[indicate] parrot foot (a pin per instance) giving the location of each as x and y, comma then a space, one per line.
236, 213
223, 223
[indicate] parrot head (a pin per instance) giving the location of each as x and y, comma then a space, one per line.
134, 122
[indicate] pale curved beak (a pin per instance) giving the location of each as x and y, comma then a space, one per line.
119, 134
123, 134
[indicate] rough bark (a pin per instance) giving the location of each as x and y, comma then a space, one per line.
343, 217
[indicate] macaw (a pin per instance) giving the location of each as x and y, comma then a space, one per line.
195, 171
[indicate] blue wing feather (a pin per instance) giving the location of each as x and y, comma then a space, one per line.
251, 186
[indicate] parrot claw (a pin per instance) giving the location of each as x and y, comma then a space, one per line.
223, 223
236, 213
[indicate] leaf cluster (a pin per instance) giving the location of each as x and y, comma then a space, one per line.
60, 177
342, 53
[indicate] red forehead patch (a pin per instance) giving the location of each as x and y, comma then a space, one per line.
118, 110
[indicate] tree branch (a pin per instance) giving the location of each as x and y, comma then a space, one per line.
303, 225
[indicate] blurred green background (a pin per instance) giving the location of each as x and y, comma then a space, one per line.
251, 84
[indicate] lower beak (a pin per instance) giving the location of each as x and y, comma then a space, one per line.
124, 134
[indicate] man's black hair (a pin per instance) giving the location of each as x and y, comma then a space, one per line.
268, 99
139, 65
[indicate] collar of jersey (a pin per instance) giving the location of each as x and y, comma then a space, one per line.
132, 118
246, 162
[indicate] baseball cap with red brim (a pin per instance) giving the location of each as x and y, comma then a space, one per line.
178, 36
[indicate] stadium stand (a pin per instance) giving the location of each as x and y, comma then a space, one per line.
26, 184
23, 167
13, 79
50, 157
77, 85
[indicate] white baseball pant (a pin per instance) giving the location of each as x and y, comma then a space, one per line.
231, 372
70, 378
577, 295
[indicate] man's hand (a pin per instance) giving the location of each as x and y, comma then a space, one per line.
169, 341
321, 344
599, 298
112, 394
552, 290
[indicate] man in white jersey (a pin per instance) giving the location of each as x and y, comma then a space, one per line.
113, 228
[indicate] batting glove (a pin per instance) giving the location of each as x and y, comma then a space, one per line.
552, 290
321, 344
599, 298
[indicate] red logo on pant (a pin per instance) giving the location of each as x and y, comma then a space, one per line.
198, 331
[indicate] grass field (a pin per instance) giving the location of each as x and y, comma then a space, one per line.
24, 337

TASK REQUIREMENTS:
Print out the whole of the material exactly, line for line.

RESPONSE TO THIS EXERCISE:
[indicate] parrot foot (a pin per instance) giving the location of each as x and y, comma then a space, one per line.
236, 213
223, 223
[indicate] parrot head (a pin per instance) giving the location of each as x and y, comma then a space, one per line.
134, 122
[indicate] pale curved beak (a pin per instance) giving the location of each as x and y, comma then a space, one per line.
119, 134
123, 134
[indicate] rough bark (a pin per instance) giving the location of each as x and y, comma then a space, one per line.
343, 217
[indicate] macaw (a pin per instance) giving the location of each as x and y, comma then a space, one per line.
195, 171
[indicate] blue wing feather (a pin per instance) giving the location of each as x and y, comma then a space, one per line.
251, 186
[indicate] parrot claw (a pin per instance) giving the location of each as x and y, comma then a space, one per line.
223, 223
236, 213
[indicate] leaf cluster (a pin per instance) giving the location of each as x and y, comma then a space, one per line.
60, 177
342, 53
[indicate] red forehead patch (a pin per instance) giving the location of each as x and y, comma then a space, one per line.
118, 110
[indicate] tree branch (a pin per instance) giving the location of each as x and y, comma then a space, one per line.
303, 225
[indicate] blurred green background (a pin per instance) giving the location of each as x and y, comma then a space, one per line.
251, 84
[indicate] lower beak (a pin per instance) giving the location of each as x and y, comma then a space, one per line.
124, 134
[indicate] man's black hair (a pin per instance) giving the location of each as x and y, comma then a space, one per line.
268, 99
139, 65
[indicate] collar of jersey (a pin per instance) giving the location of each as x and y, comma then a space, one per line.
132, 118
246, 162
[indicate] baseball cap with red brim (a pin per instance) giving the location of each as x and y, comma then a space, one per line.
178, 36
[indicate] stadium stand (a pin per instance) giving the location of each as x and y, comma then a space, one per line.
26, 184
23, 167
13, 79
50, 157
77, 85
[indicate] white baseball pant (a pin per instance) giving the location of each as x and y, comma then a space, one per line.
231, 372
70, 378
577, 295
[indicate] man's hand (a pin per instance) giving the location of each as x and y, comma then a space, one per line.
169, 341
321, 344
599, 298
112, 394
552, 290
[indicate] man in white jersey (a pin per instance) giving the location of each as x and y, comma then a space, one per line.
113, 228
[indicate] batting glove (a pin per instance) giving the location of each as x and y, comma then a space, one per line.
552, 290
321, 344
599, 298
[indicate] red logo on pant (a pin per instance) giving the location of each as x and y, comma then a space, one per line.
198, 331
[indicate] grass field (a pin per instance) giving the location of each as x and y, comma then a space, one per line.
24, 337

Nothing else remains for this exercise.